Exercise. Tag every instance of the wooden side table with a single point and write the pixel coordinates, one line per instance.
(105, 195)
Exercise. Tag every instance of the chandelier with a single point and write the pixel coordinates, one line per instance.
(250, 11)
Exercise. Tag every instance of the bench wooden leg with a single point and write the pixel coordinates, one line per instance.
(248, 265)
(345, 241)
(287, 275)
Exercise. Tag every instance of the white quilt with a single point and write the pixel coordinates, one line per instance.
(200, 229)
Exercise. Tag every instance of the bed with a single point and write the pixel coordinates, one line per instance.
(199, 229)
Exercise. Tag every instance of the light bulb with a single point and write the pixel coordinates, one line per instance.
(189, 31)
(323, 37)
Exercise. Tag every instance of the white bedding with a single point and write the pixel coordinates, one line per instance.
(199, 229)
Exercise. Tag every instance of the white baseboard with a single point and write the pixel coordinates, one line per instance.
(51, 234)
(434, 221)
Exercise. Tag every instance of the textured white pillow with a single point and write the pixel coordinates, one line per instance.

------------------------------------------------------------------------

WRITTEN EXERCISE:
Reproduce every line of the material above exactly.

RIGHT ANSWER:
Exercise. Tag every instance of the wooden side table with a single point and write the pixel coordinates, one line per instance.
(105, 195)
Exercise. Tag every instance of the chandelier with a single point and write the pixel coordinates, one line per instance.
(250, 11)
Exercise. Tag every instance of the bench wooden leg with a single point and write the pixel coordinates, one line per instance.
(248, 265)
(345, 241)
(287, 275)
Exercise. Tag every instance of the white quilt with a single point and write the pixel coordinates, one line per instance.
(200, 229)
Exercise. Tag every instance of the bed with a single point and write the pixel coordinates, one line per instance.
(199, 229)
Exercise. Tag every instance of the light bulb with a single point and write the pixel coordinates, one line per instance.
(189, 31)
(323, 37)
Exercise. Tag every instance of the white bedding with a single point and write the pixel coordinates, one line per instance.
(199, 229)
Exercise. Tag every instance of the white baseboard with a single point and write the pixel coordinates, one line per instance.
(51, 234)
(434, 221)
Exercise. Tag every instance of the textured white pillow with a single point and write the pixel coordinates, one line per instance.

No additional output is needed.